** Selected text follows **
How many semiconductor microchips do you think are needed to manage the electronic controls in your car seats? One? Three? Five?

Try 43. That’s the number you’ll find in the seats of a Mercedes-Benz S-Class, says UK automotive consultancy and data analysis company IHS Markit. In the Chevrolet Corvette, it’s 29. In the Audi A8, 28.

That’s only the start. As BMW global chair Oliver Zipse told his company’s annual results meeting in Munich this week: “We build several thousand chips into each vehicle.”

Little wonder, then, that there’s an international shortage of automotive microchips. An estimated 10.3-million vehicles have gone unbuilt since the start of 2021, says IHS Markit – acquired this year by the S&P Global group – because chip producers can’t meet demand. Even those that have been built have been delayed. In SA, as in most of the world, customers have faced long waiting lists for many models.

A relative exception is China, which has reportedly been paying up to 10 times the going price for chips, to ensure its motor industry is supplied.

Jeremie Bouchaud, IHS Markit’s director responsible for automotive electrics, electronics and semiconductors, says motor companies’ supply lead times for chips – the gap between ordering and delivery to the vehicle assembly line – reached frightening proportions at the peak of the shortage.

The usual long-term average increased from three months to a full year. “That average is flattening but it’s still very high,” he says.

Covid is largely to blame. Motor companies cancelled orders in 2020 when lockdowns closed assembly plants and halted consumer demand. When production restarted in earnest in 2021, they found other industries had taken some of their share and chip producers couldn’t service renewed automotive orders.

Droughts, ice storms, chip factory fires, container shipping shortages and further regional Covid lockdowns made matters worse. Though the situation has started to ease – BMW CFO Nicolas Peter thinks supply levels could be back to something like normal later this year – Bouchaud thinks it could be 2024 before it’s really business as usual.

He told a webinar last week that motor companies could potentially improve the situation by reducing the number of chips used in their vehicles – or at least develop ones that can do multiple tasks.

There are two main chip categories: microcontroller units (MCU) and the more advanced analogs which, with their greater flexibility and capacity to store data, have begun to dominate.

Thus, says Bouchaud, the Mercedes-Benz S-Class seat electronics contain 34 analog chips and nine MCUs.

It’s a similar picture with other electronic controls in cars. As vehicles have become more sophisticated, the number of chips has proliferated. “Today you need an analog chip for every electronic activity,” says Bouchaud.

Generally, the more expensive and larger the car, the more chips are required. “The S-Class has 100 electronic motors [driving onboard technology] and each one needs an analog driver.”

He adds that it’s going to get worse. Electric vehicles need at least twice as many chips as those driven by petrol and diesel internal combustion engines. While the original chip shortage was for MCUs, now it’s predominantly analogs.
** End of Selected text **
● Your task
Pick up the article on the automotive microchip shortage after its last sentence and continue it. The items have nothing to do with the text.
** Material supplied follows **
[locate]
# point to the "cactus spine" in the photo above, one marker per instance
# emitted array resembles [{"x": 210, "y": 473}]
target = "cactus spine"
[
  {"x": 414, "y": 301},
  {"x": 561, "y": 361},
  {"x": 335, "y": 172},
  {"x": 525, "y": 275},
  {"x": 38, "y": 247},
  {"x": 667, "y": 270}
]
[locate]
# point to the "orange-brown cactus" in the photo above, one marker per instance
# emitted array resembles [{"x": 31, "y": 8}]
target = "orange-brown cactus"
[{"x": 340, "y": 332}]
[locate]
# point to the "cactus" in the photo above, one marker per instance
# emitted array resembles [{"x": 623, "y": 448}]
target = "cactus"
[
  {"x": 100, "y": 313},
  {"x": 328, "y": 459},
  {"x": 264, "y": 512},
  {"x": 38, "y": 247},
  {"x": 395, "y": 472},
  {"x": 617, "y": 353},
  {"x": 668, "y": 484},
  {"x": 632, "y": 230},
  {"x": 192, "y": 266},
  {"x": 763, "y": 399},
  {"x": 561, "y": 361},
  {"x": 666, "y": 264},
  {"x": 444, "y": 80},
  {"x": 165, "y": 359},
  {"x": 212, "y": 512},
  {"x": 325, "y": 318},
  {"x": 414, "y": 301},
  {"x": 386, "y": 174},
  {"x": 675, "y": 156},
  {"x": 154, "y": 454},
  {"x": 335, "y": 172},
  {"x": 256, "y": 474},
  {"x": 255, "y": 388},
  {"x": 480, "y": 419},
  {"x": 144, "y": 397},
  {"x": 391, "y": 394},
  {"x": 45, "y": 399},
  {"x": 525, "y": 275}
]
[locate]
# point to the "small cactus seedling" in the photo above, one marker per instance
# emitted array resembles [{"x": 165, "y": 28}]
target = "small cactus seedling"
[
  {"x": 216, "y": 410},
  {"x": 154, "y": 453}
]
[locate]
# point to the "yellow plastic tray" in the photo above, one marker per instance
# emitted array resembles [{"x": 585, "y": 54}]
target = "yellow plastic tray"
** End of Material supplied **
● Response to this task
A partial short-term solution, says Bouchaud, might be for motor companies to take out some electronic features that motorists rarely use. Luxury carmakers, particularly, are prone to put in every imaginable (and sometimes unimaginable) convenience just in case a customer might find it useful.

A few years ago, after a spate of car breakdowns because onboard computers were overloaded, a German company eliminated over 100 such “useful” features without customers noticing.

Bouchaud says that in 2021, the microchip crisis persuaded some motor companies to temporarily follow suit, in order to reduce chip numbers. Among features to be sacrificed were wireless charging, heads-up windscreen displays and surround-view parking.

Instead of such reactive actions, he says companies may need to take a more proactive, strategic approach to what he calls “decontenting”. If no one wants it, leave it out.  “Companies must ask themselves which features may be sacrificed without losing customers.”

An alternative – or complementary – action is to improve microchips’ performance. Today, says Bouchaud, many are “hyper-specialised”. In other words, they are customised to perform a single task. It is necessary to accelerate the development and use of multipurpose chips.

For now, though, the crisis continues. Russia’s invasion of Ukraine has added another complication. Ukraine supplies most of the world’s exports of neon gas, which is purified for use in the semiconductor industry. Though Bouchaud says this is not a major disruption, it is a further inconvenience the industry can do without.

Other industries, notably phonemakers, are also struggling to meet demand for analog chips. Analysts say there has not been enough investment in new chip manufacturing capacity in recent years; Covid and the other complications have merely highlighted the fact.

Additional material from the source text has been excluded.